[[ Source information open ]]
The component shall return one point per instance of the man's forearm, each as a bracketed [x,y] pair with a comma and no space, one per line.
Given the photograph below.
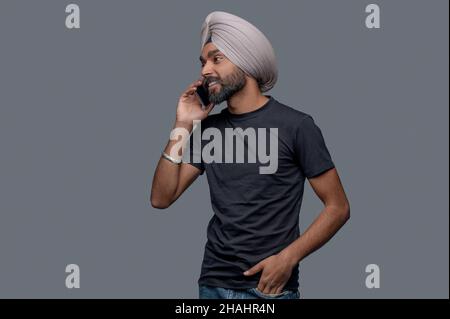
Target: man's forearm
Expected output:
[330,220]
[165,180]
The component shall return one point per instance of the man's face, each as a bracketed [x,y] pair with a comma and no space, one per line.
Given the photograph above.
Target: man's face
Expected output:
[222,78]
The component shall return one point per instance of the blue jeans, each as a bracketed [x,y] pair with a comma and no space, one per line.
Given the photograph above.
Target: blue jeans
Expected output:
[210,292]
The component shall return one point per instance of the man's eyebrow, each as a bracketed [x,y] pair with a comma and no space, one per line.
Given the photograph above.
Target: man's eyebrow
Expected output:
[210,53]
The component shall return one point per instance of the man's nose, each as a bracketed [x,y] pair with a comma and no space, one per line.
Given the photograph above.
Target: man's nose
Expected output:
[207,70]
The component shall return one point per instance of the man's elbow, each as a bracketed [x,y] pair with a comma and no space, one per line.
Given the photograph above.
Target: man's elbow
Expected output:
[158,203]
[[ Source information closed ]]
[[ Source information open ]]
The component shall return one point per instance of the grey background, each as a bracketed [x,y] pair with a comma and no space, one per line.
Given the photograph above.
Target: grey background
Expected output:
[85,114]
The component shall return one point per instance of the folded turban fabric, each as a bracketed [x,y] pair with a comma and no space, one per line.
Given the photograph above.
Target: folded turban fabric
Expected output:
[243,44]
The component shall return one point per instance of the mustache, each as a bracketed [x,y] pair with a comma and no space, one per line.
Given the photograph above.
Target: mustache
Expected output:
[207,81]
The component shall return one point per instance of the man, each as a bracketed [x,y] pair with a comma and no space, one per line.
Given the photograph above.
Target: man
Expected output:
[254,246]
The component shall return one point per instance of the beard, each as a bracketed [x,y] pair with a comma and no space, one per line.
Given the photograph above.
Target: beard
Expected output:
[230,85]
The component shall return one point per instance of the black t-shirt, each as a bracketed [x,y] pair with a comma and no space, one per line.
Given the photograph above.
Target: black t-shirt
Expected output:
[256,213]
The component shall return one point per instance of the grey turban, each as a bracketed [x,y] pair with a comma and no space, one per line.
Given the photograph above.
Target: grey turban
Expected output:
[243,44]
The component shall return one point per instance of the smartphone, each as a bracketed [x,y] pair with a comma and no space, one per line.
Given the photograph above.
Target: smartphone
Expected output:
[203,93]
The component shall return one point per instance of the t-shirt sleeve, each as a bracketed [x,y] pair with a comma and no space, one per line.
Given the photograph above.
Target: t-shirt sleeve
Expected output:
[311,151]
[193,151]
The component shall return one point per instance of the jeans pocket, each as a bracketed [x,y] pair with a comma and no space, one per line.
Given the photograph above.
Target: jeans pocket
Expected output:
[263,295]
[[ Source information closed ]]
[[ Source information open ]]
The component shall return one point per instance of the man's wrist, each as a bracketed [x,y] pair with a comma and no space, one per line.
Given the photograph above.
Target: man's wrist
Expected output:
[[ Source information closed ]]
■ **About this task**:
Only a number is wanted here: how many lines of the material contain the string "wrist".

■ **Finished task**:
2